- [Tasks to carry out]:
a) From the text on autism and children's sleep, write out the passage that begins at the words "The differences did" and stops after "1991 and 1992.".
b) Rewrite the paragraph of the text on autism and children's sleep that begins "The researchers used data from an ongoing study" in a single shorter sentence, keeping its main facts.
c) Summarize the text on autism and children's sleep in two sentences.

+++ Text provided

Children with autism can have difficulties with communication skills, social interaction and repetitive patterns of behavior. Might they have difficulties with sleeping patterns as well?
A recent study found that children with autism slept less on average each night than children without autism.
The differences ranged from 15 minutes to nearly 45 minutes each night, depending on the children's ages.
The differences did not show up when the children were babies, but they began showing up in toddlerhood.
This study, led by Joanna Humphreys, MD, of the Hospital for Sick Children in Toronto, Canada, looked at the long-term sleep patterns of children with autism.
The researchers used data from an ongoing study in which 73 children had been diagnosed with an autism spectrum disorder (ASD) by age 11. The original ongoing study had a total of 14,062 children born in 1991 and 1992.
The parents had reported on the children's sleeping habits in questionnaires eight times from when the children were 6 months old to 11 years old.
The researchers compared how long the children with autism slept to how long the children without ASD slept each night.
The results revealed that the children with autism slept approximately 17 to 43 minutes less per day between the ages of 2.5 and 11 years old.
These differences remained after the researchers had taken into account differences that might occur based on sex, race/ethnicity, epilepsy diagnosis and a greater number of siblings.
There were no differences regarding the length of the children's sleep, with or without autism, when the parents had been asked about their children's sleep at 6 months and 18 months of age.
The differences only began showing up when the parents were asked at the check-up when the children were 2.5 years old.
The lesser amount of sleep among children with autism occurred only during their nighttime sleep, not during any daytime naps.
The children with autism tended to have later bedtimes and tended to wake up a little earlier.
For example, 2.5-year-old autistic children slept an average 17 minutes less each night than non-autistic children.
At age 3.5, the autistic children slept an average 28 minutes less than non-autistic children.
The gap widened to 30 minutes when the children were nearly 6 years old and to 43 minutes when the children were nearly 7.
The lesser amount of sleep among autistic children was 26 minutes at age 9 and 20 minutes at age 11.

++++++
+++ Exercise data

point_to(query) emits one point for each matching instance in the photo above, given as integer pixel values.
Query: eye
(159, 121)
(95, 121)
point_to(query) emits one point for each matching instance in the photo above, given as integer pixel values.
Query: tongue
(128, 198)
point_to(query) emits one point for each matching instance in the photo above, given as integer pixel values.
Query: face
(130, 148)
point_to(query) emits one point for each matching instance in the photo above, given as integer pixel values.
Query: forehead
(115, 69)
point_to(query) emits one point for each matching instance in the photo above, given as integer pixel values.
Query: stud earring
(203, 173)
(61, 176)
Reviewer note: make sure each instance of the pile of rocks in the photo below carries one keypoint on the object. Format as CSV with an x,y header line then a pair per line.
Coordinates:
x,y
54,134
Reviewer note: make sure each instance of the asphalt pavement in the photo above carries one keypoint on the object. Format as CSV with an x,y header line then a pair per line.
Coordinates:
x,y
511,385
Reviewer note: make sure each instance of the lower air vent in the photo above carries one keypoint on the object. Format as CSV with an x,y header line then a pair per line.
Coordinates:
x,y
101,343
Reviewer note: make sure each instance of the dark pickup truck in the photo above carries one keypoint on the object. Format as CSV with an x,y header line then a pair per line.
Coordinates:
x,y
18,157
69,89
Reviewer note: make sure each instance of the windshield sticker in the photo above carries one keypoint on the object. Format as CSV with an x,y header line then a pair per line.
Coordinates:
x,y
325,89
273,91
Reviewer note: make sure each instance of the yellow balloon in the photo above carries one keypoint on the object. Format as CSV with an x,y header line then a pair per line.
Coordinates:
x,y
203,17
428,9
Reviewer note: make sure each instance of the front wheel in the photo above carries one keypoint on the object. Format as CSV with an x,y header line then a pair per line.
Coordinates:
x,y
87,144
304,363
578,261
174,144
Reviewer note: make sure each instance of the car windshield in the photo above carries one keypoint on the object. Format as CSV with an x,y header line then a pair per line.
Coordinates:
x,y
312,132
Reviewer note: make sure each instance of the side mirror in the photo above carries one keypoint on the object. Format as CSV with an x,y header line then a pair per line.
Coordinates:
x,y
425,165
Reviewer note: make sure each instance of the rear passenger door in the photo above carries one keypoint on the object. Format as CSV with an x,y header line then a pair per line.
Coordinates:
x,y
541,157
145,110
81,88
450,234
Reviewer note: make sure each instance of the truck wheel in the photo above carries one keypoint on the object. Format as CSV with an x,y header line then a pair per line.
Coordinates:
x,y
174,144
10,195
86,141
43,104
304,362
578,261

++++++

- [Numbered answers]:
a)
The differences did not show up when the children were babies, but they began showing up in toddlerhood.
This study, led by Joanna Humphreys, MD, of the Hospital for Sick Children in Toronto, Canada, looked at the long-term sleep patterns of children with autism.
The researchers used data from an ongoing study in which 73 children had been diagnosed with an autism spectrum disorder (ASD) by age 11. The original ongoing study had a total of 14,062 children born in 1991 and 1992.

b) The researchers drew on an ongoing study of 14,062 children born in 1991 and 1992, 73 of whom had been diagnosed with an autism spectrum disorder (ASD) by age 11.

c) A study led by Joanna Humphreys of the Hospital for Sick Children in Toronto found that children with autism slept approximately 17 to 43 minutes less per day than other children between the ages of 2.5 and 11, although no difference appeared at 6 and 18 months. The shortfall occurred only in nighttime sleep, as the children with autism tended to have later bedtimes and wake up a little earlier.